## Begin Text shown

Post by beef wellington » Tue Jun 08, 2010 8:31 am

tallboone wrote:Really the only way to do this legitimately are to rank the different types of LRAPs--those tied to IBR (GULC), those that require public interest employment but are not tied to IBR (NYU, Harvard to some extent), those that do not require PI and are income based (Michigan), and then Yale's.

I didn't mean to jump on you, I just think that someone who is not on TLS a lot (the average law school applicant) and is looking for a comparison of LRAPs could come across this and think, man I want to do PI, I should probably go to UCLA over Harvard. I just think the formatting should be done in a less official style, it kind of looks like the TLS articles.
Well hopefully they read the post, I really did my best to put the numbers in context and encourage people to read the fine print. If someone's gonna ignore that and pick UCLA over Harvard to save themselves $90 a [strike]year[/strike] month...well I hear Westwood is nice at least.

## End Text shown
## Begin Material supplied

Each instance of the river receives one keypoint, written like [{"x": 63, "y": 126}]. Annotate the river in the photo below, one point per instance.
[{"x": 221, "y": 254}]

## End Material supplied
## Begin Material supplied

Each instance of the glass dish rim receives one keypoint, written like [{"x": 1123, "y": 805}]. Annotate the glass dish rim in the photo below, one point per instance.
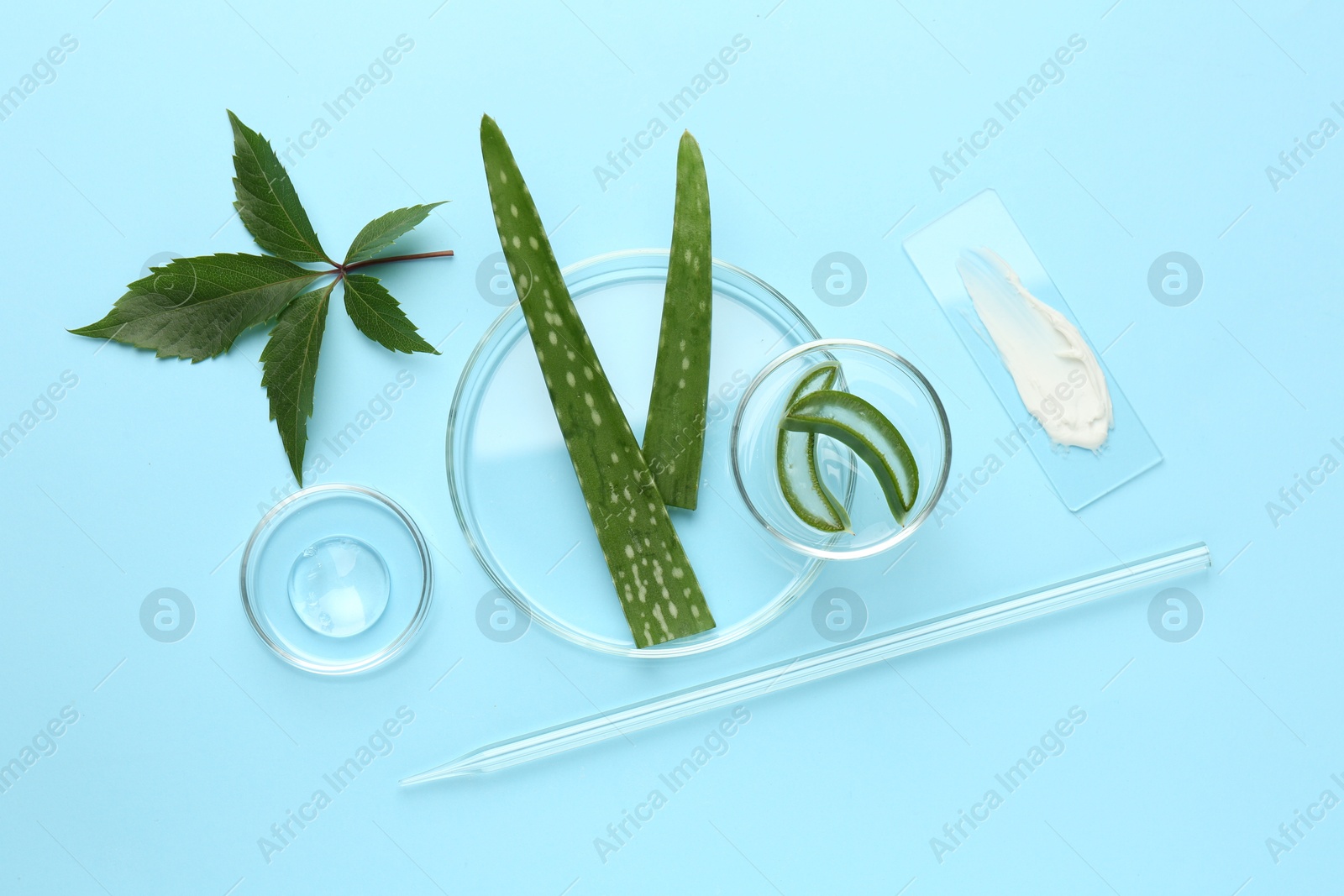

## End Material supplied
## Begin Material supplied

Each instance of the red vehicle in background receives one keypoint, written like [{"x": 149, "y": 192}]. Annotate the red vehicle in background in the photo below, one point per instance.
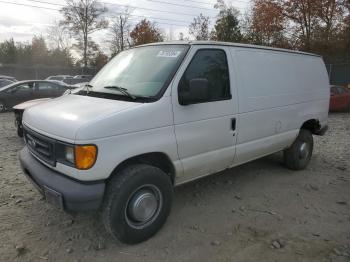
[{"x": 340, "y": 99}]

## End Material supplied

Aim 1
Name each law school the forum post mentions, giving each one only once.
Aim 2
Collect every line of the listing that contains the word "photo".

Exercise output 1
GULC, NYU, Harvard, Michigan, Yale, UCLA

Exercise output 2
Each instance of the river receives one keypoint, written like [{"x": 63, "y": 126}]. Annotate the river in the photo below, one point per instance.
Each instance of the glass dish rim receives one keypoint, written like [{"x": 1123, "y": 805}]. Annotate the glass dish rim in the photo below, one point per instance.
Each instance of the red vehicle in background receives one keypoint, written like [{"x": 149, "y": 192}]. Annotate the red vehicle in background in the photo below, one point per instance.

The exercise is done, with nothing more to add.